(TEXTAUSZUG)

Corona in der Literatur? Bitte (noch) nicht

Corona in der Literatur: Bitte (noch) nicht

In den freien Tagen nach Weihnachten 2021 machte ich es mir auf dem Sofa bequem: Ich wollte mich mit »Never«, dem neuen Polit-Thriller von Ken Follett entspannen. Das funktionierte nur bedingt, denn das Ende dieses Buches geht – vor allem bei der aktuellen Nachrichtenlage – so unter die Haut, dass ich nachts nur schwer einschlafen konnte. Aber davon möchte ich gar nicht erzählen, sondern nur von einem winzigen Detail des Romans; von einer einzigen Formulierung. Denn die Handlung ist in der unmittelbaren Zukunft angesiedelt, so nah an unserer Zeit, dass sie schon fast in der Gegenwart spielt. Aber eben nur fast. An einer Stelle wird eine Straße, ein Stadtviertel beschrieben. Es heißt darin, dass durch die Pandemie viele der zahlreichen Restaurants und Cafés schließen mussten, inzwischen aber neue eröffnet hätten.

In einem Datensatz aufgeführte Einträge

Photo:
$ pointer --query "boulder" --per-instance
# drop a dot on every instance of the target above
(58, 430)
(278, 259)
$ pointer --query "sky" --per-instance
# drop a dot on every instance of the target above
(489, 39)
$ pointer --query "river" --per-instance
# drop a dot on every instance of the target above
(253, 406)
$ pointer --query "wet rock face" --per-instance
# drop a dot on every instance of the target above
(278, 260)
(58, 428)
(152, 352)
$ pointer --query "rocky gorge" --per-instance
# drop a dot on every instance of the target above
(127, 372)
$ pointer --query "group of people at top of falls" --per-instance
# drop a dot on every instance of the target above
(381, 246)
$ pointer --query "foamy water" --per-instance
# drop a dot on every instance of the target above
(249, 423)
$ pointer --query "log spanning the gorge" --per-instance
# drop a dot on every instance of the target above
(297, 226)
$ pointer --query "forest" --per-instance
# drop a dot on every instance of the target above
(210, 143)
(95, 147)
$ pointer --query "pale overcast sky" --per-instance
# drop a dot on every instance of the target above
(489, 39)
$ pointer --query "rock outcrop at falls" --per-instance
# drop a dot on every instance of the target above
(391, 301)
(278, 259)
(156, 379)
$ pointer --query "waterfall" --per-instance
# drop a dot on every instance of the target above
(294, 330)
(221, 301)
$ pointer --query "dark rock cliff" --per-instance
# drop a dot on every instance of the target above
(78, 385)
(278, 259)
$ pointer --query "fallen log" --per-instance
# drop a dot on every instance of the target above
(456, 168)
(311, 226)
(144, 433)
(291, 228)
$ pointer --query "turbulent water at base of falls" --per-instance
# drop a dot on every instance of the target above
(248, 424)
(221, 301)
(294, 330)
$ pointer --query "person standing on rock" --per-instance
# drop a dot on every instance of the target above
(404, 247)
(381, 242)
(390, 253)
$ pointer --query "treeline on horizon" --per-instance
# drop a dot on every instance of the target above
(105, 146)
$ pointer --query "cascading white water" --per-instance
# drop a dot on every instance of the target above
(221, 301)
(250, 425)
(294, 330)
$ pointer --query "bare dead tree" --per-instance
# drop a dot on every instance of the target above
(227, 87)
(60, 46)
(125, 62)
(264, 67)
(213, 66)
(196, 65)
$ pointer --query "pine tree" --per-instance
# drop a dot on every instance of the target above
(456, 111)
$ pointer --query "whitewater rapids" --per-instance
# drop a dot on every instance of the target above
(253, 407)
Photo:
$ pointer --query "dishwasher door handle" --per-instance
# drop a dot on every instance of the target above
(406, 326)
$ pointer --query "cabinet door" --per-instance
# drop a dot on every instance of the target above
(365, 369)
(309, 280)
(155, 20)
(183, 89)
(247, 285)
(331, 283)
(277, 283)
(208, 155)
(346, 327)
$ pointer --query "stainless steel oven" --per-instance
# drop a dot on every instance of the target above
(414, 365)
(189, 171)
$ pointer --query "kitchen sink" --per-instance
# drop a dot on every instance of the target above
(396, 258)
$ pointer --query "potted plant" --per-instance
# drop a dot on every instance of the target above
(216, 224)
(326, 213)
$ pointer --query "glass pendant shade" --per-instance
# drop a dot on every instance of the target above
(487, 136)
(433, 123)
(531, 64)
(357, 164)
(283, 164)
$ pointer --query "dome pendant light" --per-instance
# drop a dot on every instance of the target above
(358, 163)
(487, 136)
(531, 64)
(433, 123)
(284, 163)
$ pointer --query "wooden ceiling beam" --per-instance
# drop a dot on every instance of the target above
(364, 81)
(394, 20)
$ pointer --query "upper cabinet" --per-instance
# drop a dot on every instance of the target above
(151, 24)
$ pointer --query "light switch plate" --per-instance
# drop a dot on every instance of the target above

(AUFGABEN)
(a) Prüfe, ob die folgenden Aussagen mit dem Text über Corona in der Literatur übereinstimmen, und belege jede Antwort (Ja oder Nein) mit den entscheidenden Worten des Textes im genauen Wortlaut.
(i) Die erzählende Person wollte sich nach Weihnachten 2021 mit dem Roman »Never« entspannen.
(ii) Die Handlung des Romans spielt in ferner Zukunft.
(iii) Laut dem Roman wurden nach den pandemiebedingten Schließungen keine neuen Restaurants und Cafés eröffnet.
(b) Führe den Text über Corona in der Literatur im Anschluss an seinen letzten Satz fort.

(LÖSUNGEN)
(a)
(i) Ja: „In den freien Tagen nach Weihnachten 2021 machte ich es mir auf dem Sofa bequem: Ich wollte mich mit »Never«, dem neuen Polit-Thriller von Ken Follett entspannen.“
(ii) Nein: „Denn die Handlung ist in der unmittelbaren Zukunft angesiedelt“
(iii) Nein: „inzwischen aber neue eröffnet hätten“

(b)
Das war alles zu Corona, was darin zu lesen war. Gleichzeitig war es für mich das erste Mal, dass ich das Thema überhaupt in einem Roman erwähnt fand. Und in dieser Form, als eine vage Erinnerung an eine Zeit, die glücklicherweise vorüber ist, fand ich es erträglich. Aber mehr muss nicht sein, denn das pandemische Geschehen der letzten zwei Jahre ist so bedrückend und frustrierend, dass ich nicht auch noch meine wertvolle Leselebenszeit damit verbringen möchte. Daher mache ich einen großen Bogen um Romane, die auf irgendeine Weise Corona in die Handlung mit einbauen, wie etwa Juli Zehs »Über Menschen«. Auch für das kommende Jahr sind Bücher mit dem Label »Corona-Roman« geplant; diese wandern bei mir automatisch auf die Werde-ich-sicher-nicht-lesen-Liste.

Bin ich da überempfindlich? Mag sein. Aber ich glaube nicht, dass ich der einzige Leser bin, dem das alles noch zu nah ist. Eine Umfrage, die ich auf Twitter gestartet hatte, kam zu diesem Ergebnis: 


Nun sind 576 Abstimmende nicht wirklich repräsentativ, aber ich fand es doch bemerkenswert, dass 66 Prozent – also zwei Drittel – kein Interesse an Literatur haben, die auf irgendeine Weise Corona-Erlebnisse verarbeitet; 28 Prozent lehnen dies sogar vehement ab.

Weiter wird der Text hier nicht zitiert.